WHAT TO PRODUCE: All of the entries are to be returned word for word.

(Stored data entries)
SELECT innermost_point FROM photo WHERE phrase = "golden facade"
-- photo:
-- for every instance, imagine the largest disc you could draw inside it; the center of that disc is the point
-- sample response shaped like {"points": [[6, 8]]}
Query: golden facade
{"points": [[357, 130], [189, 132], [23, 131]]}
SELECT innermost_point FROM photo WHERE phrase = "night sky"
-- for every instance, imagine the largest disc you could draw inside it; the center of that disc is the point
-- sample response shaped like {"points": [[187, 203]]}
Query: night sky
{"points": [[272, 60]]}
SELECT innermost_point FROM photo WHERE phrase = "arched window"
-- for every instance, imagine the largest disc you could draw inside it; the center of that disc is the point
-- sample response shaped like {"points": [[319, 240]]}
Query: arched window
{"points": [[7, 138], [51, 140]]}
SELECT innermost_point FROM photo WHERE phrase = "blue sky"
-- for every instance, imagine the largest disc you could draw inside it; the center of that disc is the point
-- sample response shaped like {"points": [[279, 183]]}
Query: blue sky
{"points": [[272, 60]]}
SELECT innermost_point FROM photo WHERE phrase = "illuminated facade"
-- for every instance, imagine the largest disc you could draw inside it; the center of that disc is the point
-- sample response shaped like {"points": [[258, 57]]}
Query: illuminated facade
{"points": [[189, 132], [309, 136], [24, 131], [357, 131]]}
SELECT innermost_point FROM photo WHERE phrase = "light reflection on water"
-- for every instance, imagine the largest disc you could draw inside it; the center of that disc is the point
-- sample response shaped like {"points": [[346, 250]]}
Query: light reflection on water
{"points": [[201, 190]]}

REPLY TO THE EXERCISE:
SELECT innermost_point FROM photo WHERE phrase = "golden facade"
-- photo:
-- for every instance, imagine the largest disc you could draw inside it; the center of that disc is the point
-- sample response shaped like {"points": [[6, 8]]}
Query: golden facade
{"points": [[357, 130], [189, 132], [23, 131]]}
SELECT innermost_point FROM photo WHERE phrase = "night sky"
-- for every instance, imagine the largest disc you could draw inside it; the center of that disc is the point
-- sample response shaped like {"points": [[187, 203]]}
Query: night sky
{"points": [[272, 60]]}
SELECT innermost_point FROM photo WHERE phrase = "arched window"
-- for every instance, imagine the largest disc you could draw inside it; the center of that disc is the point
-- sample response shaped like {"points": [[319, 240]]}
Query: arched window
{"points": [[7, 138], [51, 140]]}
SELECT innermost_point FROM photo WHERE phrase = "blue sky"
-- for every instance, imagine the largest disc you could draw inside it; the center of that disc is the point
-- sample response shaped like {"points": [[279, 183]]}
Query: blue sky
{"points": [[272, 60]]}
SELECT innermost_point FROM photo WHERE phrase = "illuminated facade"
-- for every instance, imagine the largest disc you could draw inside it; the center of that disc is the point
-- sample response shaped like {"points": [[258, 57]]}
Query: illuminated facade
{"points": [[189, 132], [309, 136], [24, 131], [357, 131]]}
SELECT innermost_point FROM photo WHERE phrase = "light reflection on water"
-- for every instance, imagine the largest disc you could draw inside it; the center of that disc is the point
-- sample response shaped like {"points": [[346, 250]]}
Query: light reflection on water
{"points": [[201, 190]]}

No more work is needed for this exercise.